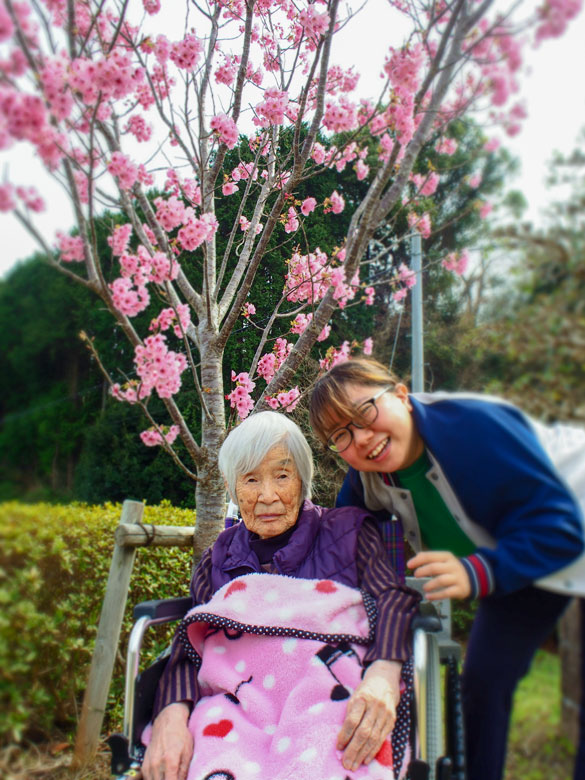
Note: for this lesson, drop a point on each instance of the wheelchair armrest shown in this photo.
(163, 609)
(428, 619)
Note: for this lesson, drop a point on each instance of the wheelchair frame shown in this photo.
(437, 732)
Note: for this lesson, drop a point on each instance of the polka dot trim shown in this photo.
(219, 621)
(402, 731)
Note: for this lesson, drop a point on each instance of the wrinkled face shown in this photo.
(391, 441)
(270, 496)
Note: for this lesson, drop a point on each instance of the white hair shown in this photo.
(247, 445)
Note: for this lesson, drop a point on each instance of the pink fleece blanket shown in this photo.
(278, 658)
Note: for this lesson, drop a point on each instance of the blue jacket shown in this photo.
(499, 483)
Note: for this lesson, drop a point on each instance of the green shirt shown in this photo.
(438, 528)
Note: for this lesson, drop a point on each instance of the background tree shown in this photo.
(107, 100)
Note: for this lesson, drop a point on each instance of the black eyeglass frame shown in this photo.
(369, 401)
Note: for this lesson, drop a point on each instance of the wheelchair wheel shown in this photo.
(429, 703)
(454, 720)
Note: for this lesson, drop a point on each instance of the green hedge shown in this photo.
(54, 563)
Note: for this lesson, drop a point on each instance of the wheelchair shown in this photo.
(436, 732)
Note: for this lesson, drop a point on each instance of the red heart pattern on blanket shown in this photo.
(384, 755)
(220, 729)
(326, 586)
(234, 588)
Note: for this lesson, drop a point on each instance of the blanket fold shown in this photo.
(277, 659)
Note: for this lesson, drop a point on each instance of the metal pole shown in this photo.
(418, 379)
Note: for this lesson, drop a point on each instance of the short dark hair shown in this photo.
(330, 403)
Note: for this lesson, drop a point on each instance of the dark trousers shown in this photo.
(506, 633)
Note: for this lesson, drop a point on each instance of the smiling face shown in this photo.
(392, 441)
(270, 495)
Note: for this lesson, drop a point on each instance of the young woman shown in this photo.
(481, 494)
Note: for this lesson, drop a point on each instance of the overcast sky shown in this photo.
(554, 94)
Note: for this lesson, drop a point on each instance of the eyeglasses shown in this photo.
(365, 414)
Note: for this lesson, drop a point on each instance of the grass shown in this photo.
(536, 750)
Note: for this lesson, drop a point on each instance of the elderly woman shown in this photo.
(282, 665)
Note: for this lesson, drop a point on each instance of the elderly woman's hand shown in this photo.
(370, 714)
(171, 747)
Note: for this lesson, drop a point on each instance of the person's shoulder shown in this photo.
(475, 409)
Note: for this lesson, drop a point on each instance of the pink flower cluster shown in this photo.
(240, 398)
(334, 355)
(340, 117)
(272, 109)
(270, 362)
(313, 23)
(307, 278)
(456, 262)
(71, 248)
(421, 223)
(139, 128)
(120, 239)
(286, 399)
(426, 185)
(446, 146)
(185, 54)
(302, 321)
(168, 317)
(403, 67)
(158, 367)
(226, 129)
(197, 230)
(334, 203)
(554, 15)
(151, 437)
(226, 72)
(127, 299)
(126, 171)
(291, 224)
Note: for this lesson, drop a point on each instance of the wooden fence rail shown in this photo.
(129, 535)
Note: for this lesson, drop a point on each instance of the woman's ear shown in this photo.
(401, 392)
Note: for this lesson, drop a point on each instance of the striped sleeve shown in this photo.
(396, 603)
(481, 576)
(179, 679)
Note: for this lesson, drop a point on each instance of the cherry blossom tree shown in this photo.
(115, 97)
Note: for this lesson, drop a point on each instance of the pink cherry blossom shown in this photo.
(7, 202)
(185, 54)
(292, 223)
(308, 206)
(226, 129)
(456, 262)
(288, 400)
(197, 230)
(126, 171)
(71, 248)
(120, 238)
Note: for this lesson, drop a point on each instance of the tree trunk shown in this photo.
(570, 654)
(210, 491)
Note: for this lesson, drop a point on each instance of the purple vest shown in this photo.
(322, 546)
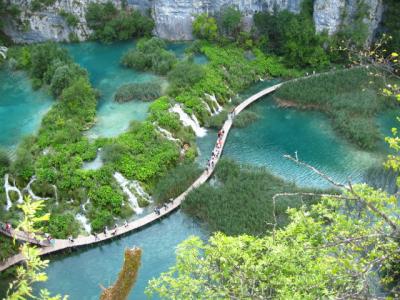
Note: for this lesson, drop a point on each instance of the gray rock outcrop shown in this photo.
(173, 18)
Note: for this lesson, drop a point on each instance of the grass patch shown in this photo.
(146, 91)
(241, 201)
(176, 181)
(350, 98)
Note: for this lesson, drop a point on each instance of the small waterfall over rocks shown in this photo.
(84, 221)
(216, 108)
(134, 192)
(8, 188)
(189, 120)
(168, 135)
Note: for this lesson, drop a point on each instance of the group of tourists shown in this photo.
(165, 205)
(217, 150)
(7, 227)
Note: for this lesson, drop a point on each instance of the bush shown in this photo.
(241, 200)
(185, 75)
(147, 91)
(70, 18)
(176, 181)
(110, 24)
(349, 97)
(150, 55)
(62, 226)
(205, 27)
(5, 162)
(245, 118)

------------

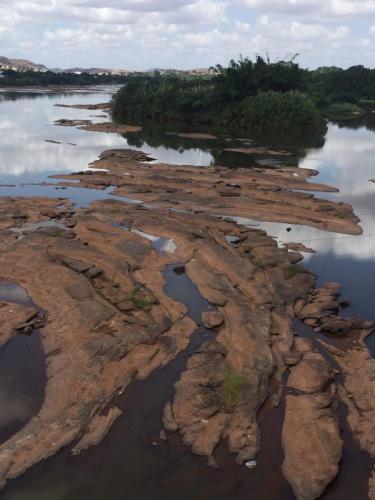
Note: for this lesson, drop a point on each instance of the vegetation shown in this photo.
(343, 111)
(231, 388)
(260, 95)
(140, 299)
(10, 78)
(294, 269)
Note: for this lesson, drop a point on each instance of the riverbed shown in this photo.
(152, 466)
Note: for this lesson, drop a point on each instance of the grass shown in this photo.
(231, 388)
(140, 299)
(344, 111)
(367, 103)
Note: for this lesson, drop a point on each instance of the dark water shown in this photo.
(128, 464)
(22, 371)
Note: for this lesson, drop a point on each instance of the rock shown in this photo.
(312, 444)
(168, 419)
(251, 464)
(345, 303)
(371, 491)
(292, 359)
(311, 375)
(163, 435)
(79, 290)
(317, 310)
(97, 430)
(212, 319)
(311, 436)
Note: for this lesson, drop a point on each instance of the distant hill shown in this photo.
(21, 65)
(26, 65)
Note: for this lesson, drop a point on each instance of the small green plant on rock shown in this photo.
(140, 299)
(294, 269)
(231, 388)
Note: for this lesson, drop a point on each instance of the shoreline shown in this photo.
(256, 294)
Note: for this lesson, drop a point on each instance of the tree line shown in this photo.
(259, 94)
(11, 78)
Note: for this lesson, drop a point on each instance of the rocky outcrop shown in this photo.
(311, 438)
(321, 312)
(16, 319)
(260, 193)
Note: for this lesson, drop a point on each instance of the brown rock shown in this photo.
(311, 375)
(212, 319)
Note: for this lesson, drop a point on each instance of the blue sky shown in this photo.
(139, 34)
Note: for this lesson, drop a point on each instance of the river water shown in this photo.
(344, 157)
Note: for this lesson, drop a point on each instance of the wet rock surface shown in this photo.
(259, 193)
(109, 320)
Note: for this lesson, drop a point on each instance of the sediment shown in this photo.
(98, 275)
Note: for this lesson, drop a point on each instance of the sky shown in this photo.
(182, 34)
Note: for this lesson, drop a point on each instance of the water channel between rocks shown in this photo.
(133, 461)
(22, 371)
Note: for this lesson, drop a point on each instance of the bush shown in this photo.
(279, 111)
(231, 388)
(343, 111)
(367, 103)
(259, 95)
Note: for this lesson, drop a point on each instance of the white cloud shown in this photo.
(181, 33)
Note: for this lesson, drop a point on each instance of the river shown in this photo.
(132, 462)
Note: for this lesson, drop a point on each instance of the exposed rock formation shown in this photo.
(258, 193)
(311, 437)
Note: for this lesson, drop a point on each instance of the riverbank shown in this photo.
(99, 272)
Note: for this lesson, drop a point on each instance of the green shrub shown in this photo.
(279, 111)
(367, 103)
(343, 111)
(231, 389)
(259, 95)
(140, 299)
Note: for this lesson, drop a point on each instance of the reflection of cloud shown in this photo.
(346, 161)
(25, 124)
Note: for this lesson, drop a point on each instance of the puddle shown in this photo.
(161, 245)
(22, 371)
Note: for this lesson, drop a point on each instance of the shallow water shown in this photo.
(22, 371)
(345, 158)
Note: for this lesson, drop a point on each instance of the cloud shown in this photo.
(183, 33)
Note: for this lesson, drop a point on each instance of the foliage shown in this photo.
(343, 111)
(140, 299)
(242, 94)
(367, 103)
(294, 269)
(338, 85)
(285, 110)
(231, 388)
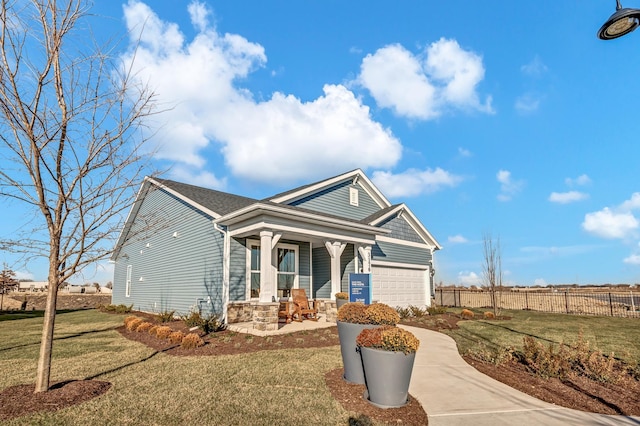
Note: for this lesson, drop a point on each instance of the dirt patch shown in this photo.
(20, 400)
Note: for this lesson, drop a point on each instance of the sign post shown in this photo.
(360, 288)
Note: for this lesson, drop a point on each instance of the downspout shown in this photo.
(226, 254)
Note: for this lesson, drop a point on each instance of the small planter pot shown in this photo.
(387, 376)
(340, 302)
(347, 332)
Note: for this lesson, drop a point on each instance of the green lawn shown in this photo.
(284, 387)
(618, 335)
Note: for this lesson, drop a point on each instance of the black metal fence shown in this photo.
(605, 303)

------------

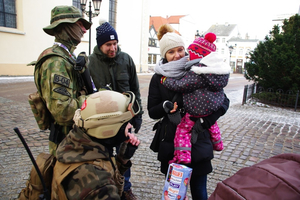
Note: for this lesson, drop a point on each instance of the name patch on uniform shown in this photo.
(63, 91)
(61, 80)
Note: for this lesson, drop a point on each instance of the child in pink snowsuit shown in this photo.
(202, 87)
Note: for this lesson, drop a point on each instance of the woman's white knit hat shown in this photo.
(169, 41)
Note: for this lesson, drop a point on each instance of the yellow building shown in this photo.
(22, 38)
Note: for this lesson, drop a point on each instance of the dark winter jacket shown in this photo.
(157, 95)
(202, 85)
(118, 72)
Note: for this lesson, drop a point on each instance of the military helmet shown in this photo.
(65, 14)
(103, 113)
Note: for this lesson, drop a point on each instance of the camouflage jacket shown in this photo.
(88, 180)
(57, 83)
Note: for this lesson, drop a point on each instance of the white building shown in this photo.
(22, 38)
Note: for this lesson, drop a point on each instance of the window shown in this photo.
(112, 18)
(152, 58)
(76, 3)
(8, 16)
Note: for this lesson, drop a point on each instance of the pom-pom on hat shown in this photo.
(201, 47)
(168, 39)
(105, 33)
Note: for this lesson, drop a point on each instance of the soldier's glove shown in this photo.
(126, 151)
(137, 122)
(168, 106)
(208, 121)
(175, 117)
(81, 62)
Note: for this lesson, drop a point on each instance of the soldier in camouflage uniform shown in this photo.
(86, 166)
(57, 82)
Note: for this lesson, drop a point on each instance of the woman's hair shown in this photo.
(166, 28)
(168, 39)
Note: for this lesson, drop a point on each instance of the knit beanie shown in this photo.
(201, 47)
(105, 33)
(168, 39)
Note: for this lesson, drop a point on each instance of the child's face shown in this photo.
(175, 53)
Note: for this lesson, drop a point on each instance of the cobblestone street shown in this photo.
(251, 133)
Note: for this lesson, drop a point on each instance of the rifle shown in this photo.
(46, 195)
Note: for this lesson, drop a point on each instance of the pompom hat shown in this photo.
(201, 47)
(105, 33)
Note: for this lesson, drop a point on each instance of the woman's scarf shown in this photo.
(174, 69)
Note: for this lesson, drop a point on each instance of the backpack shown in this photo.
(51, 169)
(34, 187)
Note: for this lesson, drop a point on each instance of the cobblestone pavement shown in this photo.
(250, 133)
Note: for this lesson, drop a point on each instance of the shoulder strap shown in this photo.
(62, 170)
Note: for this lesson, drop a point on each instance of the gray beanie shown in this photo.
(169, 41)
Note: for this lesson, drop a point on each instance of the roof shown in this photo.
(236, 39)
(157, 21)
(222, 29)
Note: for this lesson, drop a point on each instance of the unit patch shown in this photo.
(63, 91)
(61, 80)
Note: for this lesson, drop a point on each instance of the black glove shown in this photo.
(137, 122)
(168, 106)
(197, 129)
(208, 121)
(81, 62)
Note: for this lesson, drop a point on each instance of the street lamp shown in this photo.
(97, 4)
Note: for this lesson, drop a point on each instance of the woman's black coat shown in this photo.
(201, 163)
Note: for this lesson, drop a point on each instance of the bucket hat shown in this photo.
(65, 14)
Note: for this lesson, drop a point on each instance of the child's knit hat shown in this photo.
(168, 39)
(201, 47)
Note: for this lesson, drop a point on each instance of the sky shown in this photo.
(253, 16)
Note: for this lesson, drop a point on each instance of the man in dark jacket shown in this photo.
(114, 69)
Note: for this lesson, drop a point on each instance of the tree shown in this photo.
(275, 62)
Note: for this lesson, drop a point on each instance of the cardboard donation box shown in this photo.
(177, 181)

------------

=== What is expected ===
Gather every line above that contains the word "beanie" and copy each of them in full.

=== Complete answer ===
Note: for this lesson, drop a point on each instance of the knit beanie shown in this photo.
Note: for this lesson, drop a point on each instance of the gray beanie shown in this photo.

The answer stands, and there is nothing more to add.